◆ Coordinate annotation entries ◆
* START *

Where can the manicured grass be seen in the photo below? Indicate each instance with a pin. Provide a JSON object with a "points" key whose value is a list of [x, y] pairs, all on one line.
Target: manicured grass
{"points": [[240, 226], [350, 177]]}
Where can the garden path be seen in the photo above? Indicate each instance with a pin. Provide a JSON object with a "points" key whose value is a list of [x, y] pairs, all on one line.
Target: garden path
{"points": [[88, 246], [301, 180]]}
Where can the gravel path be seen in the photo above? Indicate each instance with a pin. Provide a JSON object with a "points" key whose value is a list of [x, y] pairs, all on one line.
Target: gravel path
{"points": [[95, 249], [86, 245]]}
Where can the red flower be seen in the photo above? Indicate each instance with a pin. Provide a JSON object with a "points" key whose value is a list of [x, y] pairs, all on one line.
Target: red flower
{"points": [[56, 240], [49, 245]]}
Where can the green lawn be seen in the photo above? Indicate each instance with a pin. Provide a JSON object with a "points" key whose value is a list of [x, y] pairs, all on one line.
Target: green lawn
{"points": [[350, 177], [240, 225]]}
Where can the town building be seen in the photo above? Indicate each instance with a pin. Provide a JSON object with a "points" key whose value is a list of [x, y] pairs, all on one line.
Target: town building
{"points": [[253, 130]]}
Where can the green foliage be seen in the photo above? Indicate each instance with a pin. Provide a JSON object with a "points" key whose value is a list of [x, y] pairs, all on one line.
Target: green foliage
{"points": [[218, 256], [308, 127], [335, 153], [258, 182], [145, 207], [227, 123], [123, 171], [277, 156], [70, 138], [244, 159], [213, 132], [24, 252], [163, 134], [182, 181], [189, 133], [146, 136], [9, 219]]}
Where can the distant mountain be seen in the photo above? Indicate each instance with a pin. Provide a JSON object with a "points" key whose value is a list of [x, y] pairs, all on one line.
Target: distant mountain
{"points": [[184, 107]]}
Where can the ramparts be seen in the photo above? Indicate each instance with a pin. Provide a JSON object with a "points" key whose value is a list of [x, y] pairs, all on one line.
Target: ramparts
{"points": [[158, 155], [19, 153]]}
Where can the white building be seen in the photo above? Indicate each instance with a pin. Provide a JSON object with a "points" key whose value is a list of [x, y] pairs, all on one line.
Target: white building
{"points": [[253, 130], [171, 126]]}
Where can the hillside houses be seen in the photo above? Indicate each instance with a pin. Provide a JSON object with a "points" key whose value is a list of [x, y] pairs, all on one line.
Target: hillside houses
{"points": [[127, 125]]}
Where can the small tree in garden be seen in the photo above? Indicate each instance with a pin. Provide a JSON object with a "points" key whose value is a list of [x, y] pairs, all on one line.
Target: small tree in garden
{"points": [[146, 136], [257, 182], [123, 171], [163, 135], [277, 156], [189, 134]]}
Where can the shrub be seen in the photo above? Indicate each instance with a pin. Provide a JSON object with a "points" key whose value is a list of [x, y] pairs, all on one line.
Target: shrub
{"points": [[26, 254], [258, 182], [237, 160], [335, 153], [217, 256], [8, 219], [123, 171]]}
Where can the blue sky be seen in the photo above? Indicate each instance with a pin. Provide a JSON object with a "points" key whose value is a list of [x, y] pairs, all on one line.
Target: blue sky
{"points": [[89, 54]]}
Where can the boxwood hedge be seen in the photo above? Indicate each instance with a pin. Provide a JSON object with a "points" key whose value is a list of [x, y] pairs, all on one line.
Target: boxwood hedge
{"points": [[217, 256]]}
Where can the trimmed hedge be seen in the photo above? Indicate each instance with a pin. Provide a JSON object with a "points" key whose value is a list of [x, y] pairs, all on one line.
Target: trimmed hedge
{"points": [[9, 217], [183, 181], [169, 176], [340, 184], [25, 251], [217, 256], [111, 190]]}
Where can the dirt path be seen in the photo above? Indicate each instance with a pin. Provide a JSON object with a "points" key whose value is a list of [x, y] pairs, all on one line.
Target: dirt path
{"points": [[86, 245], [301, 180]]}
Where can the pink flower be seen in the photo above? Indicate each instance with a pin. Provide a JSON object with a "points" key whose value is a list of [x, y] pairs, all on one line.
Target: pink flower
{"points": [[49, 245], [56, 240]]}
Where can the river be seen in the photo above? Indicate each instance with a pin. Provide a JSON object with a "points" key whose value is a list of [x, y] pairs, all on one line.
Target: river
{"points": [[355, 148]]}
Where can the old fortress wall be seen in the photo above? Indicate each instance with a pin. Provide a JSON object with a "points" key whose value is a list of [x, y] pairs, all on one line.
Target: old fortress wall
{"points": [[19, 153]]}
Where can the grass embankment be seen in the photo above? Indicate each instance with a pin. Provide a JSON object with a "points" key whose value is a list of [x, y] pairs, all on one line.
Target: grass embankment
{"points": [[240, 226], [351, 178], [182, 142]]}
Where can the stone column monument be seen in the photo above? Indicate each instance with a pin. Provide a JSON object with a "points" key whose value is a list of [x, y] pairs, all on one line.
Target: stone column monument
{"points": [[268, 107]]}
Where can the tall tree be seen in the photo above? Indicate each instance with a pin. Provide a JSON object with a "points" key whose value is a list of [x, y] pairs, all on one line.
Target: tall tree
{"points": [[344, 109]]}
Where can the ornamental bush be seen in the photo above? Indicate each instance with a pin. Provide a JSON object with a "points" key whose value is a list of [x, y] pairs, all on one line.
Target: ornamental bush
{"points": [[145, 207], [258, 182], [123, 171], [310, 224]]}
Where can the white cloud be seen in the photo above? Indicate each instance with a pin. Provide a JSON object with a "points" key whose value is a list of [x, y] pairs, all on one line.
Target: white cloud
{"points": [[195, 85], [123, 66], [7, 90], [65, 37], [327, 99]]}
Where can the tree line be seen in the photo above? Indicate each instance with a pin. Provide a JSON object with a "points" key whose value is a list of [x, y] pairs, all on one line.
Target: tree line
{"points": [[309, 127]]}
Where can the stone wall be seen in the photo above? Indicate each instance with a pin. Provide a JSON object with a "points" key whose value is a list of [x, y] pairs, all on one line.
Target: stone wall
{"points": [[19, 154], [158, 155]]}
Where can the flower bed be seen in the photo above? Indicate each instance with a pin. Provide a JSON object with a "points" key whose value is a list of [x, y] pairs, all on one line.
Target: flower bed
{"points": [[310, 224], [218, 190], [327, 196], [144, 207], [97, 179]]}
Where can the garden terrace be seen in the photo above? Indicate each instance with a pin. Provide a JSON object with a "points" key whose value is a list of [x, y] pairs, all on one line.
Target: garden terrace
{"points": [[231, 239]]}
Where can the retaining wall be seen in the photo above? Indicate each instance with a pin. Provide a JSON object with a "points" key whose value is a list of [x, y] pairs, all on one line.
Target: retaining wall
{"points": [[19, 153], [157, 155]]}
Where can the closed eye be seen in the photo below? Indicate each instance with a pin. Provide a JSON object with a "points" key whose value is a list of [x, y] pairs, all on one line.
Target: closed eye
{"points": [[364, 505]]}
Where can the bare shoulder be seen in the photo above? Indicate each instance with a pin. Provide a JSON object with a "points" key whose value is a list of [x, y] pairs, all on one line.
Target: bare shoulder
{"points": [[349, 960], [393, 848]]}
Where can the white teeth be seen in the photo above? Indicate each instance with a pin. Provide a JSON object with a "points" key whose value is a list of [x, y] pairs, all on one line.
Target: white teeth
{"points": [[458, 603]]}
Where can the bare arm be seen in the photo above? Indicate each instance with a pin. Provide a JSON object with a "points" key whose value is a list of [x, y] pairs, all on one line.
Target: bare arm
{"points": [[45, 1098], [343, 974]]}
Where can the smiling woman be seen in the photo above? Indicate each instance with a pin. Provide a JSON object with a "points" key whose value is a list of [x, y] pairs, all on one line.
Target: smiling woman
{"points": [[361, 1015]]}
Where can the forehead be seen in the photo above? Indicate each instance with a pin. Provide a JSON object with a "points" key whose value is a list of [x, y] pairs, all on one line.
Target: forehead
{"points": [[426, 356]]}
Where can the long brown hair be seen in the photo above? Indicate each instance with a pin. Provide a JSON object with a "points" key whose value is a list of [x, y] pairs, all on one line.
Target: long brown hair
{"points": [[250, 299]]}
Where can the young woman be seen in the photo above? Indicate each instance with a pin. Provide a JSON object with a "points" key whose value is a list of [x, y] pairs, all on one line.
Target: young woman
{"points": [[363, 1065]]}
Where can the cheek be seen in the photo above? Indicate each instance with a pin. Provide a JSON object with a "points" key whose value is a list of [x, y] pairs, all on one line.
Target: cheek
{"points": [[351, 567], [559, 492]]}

* END *

◆ WHAT THE TASK ASKS ◆
Reproduce the final stretch of the data above: every line from the one holding "Where can the long" through the end, inclusive, exactly as written and nothing else.

◆ ANSWER BELOW ◆
Where can the long brown hair be seen in the photo above? Indicate each instance with a pin. Provide a JSON object with a "points" key whose value is a list of [x, y] pairs, all on one line.
Target: long brown hair
{"points": [[250, 299]]}
Where can the young woman be seen in the photo above? Indicate each instance with a pin. Provide a JSON object with a "points" key whose value is a list of [x, y] pairs, all on one line.
Target: young woman
{"points": [[363, 1065]]}
Where can the cheek be seen in the photo above? Indicate each instance with a pin. Provide a JSON object with a "points" key whose value is a list of [x, y] pairs, all on one line.
Target: cheek
{"points": [[351, 567], [559, 492]]}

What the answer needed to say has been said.